*GOAL*
Beginning at the line that contains "Identify each instance of the round concrete", transcribe the remaining lines of the listing exactly; include the final line and omit everything before.

*INPUT FOR THIS TASK*
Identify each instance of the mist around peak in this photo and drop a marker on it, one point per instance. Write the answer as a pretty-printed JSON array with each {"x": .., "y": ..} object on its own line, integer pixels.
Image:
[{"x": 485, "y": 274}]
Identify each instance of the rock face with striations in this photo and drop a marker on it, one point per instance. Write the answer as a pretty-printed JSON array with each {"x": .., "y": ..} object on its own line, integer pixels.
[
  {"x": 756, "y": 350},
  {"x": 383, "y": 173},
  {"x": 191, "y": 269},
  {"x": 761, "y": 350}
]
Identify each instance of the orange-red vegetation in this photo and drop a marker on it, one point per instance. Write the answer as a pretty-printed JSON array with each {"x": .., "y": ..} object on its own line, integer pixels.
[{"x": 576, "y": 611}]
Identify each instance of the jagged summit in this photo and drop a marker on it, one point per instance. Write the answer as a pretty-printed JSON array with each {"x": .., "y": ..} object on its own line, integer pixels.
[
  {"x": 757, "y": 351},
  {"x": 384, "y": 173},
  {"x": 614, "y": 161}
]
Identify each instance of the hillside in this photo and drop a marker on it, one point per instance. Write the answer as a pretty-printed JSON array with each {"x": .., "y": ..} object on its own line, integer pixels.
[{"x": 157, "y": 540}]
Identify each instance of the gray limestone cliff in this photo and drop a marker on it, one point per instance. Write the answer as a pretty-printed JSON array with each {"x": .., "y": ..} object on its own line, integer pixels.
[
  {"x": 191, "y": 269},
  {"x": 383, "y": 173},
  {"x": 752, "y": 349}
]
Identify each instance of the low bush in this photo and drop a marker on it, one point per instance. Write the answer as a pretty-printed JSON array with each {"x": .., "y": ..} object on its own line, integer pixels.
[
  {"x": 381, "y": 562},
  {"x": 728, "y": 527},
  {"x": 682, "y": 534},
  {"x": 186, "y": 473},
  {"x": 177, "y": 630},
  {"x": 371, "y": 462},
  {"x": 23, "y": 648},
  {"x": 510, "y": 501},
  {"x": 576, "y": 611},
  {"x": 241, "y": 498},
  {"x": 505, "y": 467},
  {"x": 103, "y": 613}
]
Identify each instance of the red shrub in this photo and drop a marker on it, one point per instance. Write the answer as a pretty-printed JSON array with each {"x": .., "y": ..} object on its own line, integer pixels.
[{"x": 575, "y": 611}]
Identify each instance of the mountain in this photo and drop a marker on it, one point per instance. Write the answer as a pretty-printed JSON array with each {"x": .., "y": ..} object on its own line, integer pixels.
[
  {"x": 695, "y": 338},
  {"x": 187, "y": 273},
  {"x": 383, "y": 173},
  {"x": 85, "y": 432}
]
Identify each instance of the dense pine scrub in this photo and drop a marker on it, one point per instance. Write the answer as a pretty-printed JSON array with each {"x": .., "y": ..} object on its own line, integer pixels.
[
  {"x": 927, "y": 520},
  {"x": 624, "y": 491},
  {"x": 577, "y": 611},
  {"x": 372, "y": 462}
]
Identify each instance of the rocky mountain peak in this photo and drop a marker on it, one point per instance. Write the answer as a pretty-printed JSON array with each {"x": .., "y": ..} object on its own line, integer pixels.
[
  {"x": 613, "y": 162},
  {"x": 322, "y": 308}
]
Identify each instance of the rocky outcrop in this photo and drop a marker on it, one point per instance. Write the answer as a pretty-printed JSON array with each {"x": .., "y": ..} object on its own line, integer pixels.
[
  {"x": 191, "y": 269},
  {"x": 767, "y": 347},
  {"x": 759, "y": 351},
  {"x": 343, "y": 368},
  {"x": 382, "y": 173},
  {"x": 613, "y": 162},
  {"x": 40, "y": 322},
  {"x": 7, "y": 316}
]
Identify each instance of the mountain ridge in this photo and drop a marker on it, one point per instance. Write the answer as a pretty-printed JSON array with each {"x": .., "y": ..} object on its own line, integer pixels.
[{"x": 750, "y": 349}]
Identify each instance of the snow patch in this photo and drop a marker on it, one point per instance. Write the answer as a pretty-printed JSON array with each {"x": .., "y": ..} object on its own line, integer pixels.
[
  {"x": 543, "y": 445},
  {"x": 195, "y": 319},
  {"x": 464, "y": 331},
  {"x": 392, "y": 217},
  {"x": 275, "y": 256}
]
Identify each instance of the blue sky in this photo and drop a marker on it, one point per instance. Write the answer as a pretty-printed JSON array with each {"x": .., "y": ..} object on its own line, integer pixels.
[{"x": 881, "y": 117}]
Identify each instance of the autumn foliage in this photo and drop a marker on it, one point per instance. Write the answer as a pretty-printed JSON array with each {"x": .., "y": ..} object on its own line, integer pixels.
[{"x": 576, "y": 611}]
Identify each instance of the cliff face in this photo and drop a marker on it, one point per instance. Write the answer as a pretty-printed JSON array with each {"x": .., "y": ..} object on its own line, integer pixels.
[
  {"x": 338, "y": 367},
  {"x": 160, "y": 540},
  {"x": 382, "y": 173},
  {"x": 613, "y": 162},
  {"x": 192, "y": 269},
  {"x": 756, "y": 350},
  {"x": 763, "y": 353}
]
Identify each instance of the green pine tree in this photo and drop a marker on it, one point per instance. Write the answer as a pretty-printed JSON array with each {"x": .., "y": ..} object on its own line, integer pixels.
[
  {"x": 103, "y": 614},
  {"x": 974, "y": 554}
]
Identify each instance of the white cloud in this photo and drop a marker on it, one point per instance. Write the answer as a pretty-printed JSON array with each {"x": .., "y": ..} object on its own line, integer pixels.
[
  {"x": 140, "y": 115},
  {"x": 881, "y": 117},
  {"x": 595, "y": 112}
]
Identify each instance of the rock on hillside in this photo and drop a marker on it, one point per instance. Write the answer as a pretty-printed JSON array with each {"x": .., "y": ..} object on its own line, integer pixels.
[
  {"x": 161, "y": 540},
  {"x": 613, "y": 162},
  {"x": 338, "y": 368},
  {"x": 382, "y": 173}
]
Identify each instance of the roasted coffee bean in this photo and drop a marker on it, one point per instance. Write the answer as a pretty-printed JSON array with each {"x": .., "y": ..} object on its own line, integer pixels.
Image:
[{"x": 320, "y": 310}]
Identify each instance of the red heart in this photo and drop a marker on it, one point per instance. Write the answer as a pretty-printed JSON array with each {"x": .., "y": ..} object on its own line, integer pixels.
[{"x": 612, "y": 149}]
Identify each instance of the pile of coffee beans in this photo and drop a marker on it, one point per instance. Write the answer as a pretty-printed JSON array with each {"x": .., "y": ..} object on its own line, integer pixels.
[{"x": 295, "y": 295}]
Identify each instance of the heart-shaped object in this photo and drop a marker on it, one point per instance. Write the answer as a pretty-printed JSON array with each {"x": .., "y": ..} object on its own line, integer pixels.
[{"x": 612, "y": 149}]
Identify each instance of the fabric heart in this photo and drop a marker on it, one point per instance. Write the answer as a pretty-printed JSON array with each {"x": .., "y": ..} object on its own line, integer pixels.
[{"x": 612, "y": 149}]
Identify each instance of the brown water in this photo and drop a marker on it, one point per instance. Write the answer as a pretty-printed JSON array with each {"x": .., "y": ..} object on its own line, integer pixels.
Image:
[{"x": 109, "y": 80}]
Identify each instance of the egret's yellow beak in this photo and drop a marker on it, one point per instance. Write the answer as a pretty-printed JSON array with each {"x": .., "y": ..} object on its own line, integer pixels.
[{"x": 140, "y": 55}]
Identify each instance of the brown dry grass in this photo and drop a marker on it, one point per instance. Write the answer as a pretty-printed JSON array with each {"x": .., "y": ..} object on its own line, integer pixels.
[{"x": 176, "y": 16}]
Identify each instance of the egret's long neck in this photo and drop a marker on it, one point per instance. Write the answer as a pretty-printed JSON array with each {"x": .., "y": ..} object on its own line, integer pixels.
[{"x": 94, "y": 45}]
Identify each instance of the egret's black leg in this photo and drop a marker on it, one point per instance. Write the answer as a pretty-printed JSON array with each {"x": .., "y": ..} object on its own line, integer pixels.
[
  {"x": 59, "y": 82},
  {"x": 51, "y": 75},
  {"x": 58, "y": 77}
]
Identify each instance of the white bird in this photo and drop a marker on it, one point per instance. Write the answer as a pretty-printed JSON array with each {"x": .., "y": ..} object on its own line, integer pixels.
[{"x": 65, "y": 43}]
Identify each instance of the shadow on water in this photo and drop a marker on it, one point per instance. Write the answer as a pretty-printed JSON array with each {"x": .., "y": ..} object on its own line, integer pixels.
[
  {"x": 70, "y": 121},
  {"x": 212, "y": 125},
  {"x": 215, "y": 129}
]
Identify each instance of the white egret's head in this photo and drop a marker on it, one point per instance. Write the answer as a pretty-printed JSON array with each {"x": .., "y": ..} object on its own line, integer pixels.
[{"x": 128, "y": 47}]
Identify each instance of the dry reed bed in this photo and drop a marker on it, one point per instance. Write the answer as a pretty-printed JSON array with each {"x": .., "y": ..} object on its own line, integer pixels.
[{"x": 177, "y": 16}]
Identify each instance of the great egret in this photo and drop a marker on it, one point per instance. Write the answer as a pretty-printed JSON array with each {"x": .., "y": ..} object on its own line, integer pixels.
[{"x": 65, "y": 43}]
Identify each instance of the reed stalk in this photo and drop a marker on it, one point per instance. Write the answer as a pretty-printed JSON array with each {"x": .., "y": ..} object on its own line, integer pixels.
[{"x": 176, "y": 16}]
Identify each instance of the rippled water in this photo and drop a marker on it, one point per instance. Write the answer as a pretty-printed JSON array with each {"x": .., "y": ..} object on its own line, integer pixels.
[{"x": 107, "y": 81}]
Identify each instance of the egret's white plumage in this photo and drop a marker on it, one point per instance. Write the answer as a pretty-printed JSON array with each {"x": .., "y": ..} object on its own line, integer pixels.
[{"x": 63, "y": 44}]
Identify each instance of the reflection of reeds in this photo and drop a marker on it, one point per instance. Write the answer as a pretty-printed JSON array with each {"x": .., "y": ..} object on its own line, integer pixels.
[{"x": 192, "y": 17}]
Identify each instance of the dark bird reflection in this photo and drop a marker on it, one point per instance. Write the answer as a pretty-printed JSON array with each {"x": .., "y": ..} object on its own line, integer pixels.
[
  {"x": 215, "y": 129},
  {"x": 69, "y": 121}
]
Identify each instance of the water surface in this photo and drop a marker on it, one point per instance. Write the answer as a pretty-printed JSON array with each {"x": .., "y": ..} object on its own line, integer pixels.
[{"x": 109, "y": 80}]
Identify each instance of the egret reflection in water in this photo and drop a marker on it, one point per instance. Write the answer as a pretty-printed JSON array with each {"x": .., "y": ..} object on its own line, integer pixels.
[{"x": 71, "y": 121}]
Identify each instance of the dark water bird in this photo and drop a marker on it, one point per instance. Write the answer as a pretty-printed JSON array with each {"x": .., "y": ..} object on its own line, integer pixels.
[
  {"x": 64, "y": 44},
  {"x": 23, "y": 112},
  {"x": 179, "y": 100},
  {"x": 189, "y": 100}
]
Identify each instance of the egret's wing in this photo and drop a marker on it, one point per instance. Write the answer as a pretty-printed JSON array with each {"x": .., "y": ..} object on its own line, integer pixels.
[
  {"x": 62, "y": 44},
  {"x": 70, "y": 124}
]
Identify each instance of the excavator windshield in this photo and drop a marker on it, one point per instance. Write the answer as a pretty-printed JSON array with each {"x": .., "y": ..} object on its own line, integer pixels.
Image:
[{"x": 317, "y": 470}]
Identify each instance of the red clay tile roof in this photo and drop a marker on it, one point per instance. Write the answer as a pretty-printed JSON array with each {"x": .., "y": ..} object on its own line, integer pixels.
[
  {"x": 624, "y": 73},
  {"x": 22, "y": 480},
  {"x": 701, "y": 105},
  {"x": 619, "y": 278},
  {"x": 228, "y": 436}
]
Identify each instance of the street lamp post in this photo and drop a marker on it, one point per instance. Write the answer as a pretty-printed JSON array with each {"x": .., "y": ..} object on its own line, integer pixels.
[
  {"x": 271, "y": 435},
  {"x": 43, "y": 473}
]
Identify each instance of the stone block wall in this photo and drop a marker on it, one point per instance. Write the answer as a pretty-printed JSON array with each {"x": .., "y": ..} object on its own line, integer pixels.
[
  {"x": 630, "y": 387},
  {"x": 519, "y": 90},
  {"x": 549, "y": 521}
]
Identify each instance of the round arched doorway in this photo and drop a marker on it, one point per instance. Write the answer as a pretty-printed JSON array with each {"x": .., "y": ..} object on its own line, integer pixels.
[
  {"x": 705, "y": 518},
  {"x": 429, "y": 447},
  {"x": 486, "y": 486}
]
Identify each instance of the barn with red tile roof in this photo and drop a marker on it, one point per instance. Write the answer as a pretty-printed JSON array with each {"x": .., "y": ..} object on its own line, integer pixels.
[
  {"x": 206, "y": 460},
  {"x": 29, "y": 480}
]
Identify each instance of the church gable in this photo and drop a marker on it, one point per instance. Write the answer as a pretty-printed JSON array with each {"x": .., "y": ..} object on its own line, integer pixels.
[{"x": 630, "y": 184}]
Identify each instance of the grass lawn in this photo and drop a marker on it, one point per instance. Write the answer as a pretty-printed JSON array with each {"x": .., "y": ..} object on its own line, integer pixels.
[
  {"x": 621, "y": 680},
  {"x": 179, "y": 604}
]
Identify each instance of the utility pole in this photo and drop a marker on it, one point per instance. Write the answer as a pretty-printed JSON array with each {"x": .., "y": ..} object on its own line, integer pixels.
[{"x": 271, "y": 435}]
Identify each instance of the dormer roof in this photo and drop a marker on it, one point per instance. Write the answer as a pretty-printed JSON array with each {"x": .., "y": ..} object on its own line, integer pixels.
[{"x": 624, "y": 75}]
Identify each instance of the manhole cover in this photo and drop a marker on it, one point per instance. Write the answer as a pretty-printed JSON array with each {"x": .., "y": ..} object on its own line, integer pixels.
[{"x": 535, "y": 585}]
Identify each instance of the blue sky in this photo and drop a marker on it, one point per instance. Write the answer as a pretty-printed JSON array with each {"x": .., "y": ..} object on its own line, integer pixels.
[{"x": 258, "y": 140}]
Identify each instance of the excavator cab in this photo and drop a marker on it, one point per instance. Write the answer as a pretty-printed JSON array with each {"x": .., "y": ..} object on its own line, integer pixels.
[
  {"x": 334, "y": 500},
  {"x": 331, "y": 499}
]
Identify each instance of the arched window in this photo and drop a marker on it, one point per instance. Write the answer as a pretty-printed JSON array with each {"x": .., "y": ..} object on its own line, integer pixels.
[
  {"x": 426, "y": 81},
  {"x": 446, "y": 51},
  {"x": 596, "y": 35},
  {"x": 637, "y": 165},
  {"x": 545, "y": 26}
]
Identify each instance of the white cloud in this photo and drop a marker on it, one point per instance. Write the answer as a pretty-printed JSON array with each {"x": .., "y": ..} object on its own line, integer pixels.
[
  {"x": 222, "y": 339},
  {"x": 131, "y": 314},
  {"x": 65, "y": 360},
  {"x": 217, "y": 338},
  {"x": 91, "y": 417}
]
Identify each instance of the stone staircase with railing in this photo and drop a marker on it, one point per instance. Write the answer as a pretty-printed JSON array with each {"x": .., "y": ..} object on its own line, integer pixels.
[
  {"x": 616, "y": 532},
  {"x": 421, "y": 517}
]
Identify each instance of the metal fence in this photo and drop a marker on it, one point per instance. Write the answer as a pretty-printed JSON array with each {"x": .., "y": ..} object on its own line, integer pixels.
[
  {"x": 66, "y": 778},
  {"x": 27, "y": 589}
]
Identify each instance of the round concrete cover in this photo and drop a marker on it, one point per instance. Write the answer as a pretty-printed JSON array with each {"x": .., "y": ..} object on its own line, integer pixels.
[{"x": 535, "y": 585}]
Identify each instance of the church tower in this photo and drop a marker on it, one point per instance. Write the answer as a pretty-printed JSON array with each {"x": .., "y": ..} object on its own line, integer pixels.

*COMPLETE OUTPUT*
Identify each instance of the round concrete cover in this photo and drop a marker on it, one point per instance. Write the answer as a pretty-printed JSON array with each {"x": .., "y": ..} object on its own line, integer pixels.
[{"x": 535, "y": 585}]
Identify each instance of the church tower in this photo and drop a marker on it, one point per instance. Write the answer as a pretty-printed JSON array with each {"x": .., "y": ..} object on its own line, integer pixels.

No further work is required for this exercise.